▶ **Excerpt to read**
# How many fur trappers do we have on this forum?



## trapperJim (Jan 24, 2008)

How many fur trappers do we have on this forum? I would think that in many ways trapping and homesteading would go hand in hand as they are both ways of living off the land. I own an outdorrsman's forum and I have boards on there regarding homesteading topics, but surprizingly only a small percentage of my members frequent that section of the forum. Here, I find it's the opposite and this section gets less activity than the other pages. 

So with that said, I was just wondering how many of you folks run a trapline?

Thanks.


----------



## mdharris68 (Sep 28, 2006)

I have always wanted to since I grew up. I did some as a kid helping a friend with his trap line. When they instated the furharvesting licence in KS, I had never got one of my own, and missed the grandfather rule. So now I need to take the class and test to get licenced. I like to hunt coyotes though since I can't trap. I have two boys age 11 and 9 that are showing an interest, so I will be looking to get them into the class and go along. Can you provide a link to a forum about trapping?


----------



## Chuck R. (Apr 24, 2008)

I've been working on my Jeremiah Johnson routine, but it's not by choice.

We bought 80 acres with a 9 acre pond and an ongoing muskrat/beaver infestation came with it. I've averaged about 25 rats and 6 beavers since we bought the place in 05.

Chuck


----------



## Oldcountryboy (Feb 23, 2008)

I can see why the old timers always kept a few hounds around or trapped for fur during the winter. Last summer the critters around here harvested more of my field corn then I did. So yes, trapping is valueable to homesteading.

▶ **Problems to work on**
A: In the trapping thread, how large is the pond on the land Chuck R. bought?
B: Reproduce the passage of the trapping thread starting at "## trapperJim (Jan" and ending at "(Sep 28, 2006)".

[Source data]
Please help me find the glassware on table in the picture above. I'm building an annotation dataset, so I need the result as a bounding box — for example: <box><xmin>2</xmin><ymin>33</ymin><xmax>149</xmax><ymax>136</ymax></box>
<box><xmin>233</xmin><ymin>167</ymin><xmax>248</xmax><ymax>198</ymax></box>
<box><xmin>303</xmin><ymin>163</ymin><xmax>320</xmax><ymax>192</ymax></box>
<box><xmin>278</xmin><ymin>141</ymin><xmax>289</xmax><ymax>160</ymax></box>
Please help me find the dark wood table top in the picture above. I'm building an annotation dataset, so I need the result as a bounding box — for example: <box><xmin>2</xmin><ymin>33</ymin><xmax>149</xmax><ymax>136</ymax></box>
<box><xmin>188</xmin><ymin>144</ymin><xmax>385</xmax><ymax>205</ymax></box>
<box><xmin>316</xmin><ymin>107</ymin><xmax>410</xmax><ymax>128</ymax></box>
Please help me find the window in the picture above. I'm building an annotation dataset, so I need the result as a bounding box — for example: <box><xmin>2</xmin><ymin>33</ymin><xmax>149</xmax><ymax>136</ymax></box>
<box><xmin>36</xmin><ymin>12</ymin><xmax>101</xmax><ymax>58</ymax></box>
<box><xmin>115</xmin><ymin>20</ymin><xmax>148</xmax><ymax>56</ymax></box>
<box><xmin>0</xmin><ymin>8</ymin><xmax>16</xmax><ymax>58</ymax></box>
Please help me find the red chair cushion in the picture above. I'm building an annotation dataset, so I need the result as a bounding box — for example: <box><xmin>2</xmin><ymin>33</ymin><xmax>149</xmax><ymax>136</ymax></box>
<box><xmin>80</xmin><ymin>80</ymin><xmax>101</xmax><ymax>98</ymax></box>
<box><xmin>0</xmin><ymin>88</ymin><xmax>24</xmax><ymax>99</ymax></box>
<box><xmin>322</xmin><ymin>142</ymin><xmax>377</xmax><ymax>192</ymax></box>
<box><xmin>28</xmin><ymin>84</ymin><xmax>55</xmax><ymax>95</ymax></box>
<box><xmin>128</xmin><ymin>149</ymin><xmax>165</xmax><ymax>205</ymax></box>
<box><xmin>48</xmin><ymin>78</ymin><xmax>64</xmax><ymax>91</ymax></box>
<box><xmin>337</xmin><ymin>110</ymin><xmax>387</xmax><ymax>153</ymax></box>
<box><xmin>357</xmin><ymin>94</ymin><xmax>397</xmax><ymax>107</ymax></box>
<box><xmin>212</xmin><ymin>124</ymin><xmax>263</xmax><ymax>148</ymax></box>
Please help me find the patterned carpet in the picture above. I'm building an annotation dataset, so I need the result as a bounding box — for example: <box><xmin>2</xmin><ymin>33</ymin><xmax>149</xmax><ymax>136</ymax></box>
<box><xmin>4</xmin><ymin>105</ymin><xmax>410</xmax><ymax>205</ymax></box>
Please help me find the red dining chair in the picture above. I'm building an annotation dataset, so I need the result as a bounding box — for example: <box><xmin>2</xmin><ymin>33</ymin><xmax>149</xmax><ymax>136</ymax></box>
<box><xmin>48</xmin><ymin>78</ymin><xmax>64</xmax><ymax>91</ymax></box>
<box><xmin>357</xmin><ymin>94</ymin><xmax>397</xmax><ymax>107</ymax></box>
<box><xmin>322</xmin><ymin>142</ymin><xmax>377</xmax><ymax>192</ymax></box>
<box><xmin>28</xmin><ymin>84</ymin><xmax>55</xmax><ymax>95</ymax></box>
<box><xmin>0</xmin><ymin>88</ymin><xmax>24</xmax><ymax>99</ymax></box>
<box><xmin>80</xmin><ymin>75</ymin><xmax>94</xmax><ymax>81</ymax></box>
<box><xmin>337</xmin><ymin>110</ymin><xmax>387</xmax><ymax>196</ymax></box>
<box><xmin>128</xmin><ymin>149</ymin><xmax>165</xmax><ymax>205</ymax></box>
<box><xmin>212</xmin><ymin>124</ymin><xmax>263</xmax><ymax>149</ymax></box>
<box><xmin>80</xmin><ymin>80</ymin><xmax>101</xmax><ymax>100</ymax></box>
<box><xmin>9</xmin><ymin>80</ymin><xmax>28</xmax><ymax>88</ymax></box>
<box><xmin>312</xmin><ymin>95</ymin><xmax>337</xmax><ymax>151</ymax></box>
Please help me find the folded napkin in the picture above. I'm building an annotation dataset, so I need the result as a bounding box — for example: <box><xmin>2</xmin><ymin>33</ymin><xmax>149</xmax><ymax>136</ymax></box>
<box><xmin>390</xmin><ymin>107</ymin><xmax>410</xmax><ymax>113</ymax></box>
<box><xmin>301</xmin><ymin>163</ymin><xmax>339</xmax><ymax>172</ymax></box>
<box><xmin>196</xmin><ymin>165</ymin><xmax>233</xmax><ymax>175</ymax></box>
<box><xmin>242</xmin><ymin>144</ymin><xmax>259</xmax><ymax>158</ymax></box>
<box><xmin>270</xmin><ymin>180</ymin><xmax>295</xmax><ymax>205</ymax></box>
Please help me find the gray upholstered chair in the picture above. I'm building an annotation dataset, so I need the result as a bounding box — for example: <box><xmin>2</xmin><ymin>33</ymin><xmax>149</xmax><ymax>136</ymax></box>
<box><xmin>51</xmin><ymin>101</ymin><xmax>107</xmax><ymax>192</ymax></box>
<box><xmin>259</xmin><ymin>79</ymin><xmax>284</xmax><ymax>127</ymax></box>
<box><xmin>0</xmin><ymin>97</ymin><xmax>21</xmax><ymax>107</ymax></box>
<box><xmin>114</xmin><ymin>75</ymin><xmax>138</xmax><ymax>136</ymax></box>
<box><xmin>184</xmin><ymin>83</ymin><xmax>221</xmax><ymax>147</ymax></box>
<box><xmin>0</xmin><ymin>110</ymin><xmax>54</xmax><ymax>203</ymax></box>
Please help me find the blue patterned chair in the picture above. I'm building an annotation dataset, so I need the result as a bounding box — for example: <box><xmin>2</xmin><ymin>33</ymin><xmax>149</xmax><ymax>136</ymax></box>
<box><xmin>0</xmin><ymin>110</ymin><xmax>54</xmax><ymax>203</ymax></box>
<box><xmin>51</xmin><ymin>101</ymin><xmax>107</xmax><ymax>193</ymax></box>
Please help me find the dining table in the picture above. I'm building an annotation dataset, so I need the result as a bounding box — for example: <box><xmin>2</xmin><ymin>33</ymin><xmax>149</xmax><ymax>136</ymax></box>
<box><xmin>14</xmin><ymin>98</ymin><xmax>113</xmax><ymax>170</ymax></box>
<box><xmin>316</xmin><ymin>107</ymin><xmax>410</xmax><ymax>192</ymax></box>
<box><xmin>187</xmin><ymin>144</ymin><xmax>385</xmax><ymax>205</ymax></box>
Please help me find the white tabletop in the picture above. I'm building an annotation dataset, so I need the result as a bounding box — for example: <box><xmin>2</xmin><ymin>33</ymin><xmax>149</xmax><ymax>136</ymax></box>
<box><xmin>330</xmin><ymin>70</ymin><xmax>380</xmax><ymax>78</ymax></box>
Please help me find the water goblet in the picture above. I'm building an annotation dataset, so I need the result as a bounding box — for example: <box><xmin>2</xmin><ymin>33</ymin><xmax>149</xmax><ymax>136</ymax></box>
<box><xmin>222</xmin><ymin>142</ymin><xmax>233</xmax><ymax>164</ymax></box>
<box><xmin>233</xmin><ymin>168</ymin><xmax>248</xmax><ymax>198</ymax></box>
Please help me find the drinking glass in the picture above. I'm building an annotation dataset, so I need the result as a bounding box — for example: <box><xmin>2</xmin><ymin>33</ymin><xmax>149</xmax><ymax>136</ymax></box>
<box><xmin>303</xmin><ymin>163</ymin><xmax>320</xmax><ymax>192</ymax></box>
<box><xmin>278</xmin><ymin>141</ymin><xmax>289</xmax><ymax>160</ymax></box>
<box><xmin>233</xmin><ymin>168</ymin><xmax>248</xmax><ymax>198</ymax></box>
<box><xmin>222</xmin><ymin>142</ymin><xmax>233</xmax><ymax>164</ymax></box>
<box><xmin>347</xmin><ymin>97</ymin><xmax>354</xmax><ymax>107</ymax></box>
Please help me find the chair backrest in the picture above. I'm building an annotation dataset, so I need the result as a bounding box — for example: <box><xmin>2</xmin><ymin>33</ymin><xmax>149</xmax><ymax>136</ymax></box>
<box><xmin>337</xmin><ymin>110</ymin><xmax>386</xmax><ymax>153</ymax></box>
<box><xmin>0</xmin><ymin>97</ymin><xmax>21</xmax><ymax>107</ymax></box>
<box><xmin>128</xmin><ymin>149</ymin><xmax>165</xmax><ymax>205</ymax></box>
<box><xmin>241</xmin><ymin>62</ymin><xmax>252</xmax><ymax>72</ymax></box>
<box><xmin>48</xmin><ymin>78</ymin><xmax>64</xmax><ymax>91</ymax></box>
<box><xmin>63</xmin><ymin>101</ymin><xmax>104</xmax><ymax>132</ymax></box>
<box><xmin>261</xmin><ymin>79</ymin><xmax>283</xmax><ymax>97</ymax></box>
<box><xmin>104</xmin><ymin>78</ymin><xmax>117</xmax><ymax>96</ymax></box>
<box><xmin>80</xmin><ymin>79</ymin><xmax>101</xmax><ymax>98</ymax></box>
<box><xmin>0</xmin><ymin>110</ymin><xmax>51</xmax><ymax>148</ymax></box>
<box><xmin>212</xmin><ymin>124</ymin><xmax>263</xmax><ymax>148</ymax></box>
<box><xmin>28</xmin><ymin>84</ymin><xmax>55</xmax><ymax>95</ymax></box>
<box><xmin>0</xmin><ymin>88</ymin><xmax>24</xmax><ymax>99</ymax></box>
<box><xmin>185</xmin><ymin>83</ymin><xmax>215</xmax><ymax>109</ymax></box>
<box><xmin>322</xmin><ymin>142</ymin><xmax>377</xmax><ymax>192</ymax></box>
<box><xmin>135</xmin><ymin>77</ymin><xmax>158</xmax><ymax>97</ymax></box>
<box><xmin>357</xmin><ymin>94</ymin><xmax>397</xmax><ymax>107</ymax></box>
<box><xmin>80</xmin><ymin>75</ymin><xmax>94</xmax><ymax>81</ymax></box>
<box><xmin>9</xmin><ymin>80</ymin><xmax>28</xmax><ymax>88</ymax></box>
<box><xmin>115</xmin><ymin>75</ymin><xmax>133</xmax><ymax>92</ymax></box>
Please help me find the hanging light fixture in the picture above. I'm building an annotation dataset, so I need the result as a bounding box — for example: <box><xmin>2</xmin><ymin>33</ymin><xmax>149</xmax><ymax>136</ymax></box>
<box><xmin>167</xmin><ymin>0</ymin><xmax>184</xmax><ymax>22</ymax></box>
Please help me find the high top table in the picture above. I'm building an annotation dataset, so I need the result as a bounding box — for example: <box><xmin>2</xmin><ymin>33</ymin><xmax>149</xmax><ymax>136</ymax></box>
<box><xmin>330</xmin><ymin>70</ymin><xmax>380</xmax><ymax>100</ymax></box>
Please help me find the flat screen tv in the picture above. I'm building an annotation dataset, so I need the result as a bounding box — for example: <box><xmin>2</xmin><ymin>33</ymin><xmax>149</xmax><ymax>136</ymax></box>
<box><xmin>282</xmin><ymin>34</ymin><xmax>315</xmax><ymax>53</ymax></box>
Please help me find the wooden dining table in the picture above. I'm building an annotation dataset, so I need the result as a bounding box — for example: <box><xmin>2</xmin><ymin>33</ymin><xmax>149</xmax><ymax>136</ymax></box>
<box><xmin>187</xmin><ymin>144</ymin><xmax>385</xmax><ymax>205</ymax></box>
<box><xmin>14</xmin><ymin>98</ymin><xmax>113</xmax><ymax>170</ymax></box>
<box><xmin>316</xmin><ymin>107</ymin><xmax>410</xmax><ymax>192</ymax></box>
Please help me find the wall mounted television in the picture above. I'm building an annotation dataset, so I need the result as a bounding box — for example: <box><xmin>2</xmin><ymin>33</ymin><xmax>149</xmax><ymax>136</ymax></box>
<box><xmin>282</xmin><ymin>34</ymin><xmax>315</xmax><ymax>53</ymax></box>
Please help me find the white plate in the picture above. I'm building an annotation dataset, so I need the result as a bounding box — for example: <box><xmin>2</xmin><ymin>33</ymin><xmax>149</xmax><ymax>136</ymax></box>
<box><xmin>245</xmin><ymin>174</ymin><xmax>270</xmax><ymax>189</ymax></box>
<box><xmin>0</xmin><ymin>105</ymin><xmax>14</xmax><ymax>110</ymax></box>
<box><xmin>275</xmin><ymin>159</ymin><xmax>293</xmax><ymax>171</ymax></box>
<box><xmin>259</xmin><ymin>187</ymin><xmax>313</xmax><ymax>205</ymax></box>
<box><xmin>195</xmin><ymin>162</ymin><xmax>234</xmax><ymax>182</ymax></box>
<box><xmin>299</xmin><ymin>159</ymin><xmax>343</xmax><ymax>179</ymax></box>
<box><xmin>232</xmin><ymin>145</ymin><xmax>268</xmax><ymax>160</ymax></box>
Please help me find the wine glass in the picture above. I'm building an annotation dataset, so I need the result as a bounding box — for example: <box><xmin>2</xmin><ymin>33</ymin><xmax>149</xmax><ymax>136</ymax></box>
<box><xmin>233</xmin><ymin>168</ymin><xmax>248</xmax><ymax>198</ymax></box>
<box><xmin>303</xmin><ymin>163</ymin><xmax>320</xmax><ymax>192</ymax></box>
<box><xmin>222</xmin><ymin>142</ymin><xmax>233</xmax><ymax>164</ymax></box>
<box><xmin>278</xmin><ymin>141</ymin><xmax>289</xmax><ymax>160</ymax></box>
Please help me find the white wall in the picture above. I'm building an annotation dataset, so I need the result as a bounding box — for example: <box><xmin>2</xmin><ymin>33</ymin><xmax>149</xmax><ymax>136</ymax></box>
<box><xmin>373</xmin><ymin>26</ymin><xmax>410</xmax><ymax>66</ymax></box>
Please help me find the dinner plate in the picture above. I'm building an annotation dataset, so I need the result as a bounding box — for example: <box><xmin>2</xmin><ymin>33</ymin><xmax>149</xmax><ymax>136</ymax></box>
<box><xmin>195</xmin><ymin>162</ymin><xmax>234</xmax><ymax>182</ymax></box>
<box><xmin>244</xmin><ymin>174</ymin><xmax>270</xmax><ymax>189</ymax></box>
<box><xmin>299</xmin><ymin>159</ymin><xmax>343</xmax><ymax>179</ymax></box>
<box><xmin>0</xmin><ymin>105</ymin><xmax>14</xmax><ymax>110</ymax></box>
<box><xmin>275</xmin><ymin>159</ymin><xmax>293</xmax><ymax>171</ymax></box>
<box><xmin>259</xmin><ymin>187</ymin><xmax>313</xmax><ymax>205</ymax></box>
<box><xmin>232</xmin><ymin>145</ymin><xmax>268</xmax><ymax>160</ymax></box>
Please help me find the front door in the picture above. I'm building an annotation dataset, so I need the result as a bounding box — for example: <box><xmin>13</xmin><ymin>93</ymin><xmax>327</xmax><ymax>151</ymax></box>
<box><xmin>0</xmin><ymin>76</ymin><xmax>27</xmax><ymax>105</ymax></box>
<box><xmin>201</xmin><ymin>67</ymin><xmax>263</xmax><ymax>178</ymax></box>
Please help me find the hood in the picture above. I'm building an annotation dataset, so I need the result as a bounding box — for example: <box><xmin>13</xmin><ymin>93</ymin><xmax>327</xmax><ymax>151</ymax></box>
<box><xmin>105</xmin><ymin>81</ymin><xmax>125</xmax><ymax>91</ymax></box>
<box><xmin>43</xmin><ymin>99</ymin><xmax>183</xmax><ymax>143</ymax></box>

▶ **Task-by-task outputs**
A: 9 acres

B:
## trapperJim (Jan 24, 2008)

How many fur trappers do we have on this forum? I would think that in many ways trapping and homesteading would go hand in hand as they are both ways of living off the land. I own an outdorrsman's forum and I have boards on there regarding homesteading topics, but surprizingly only a small percentage of my members frequent that section of the forum. Here, I find it's the opposite and this section gets less activity than the other pages. 

So with that said, I was just wondering how many of you folks run a trapline?

Thanks.


----------



## mdharris68 (Sep 28, 2006)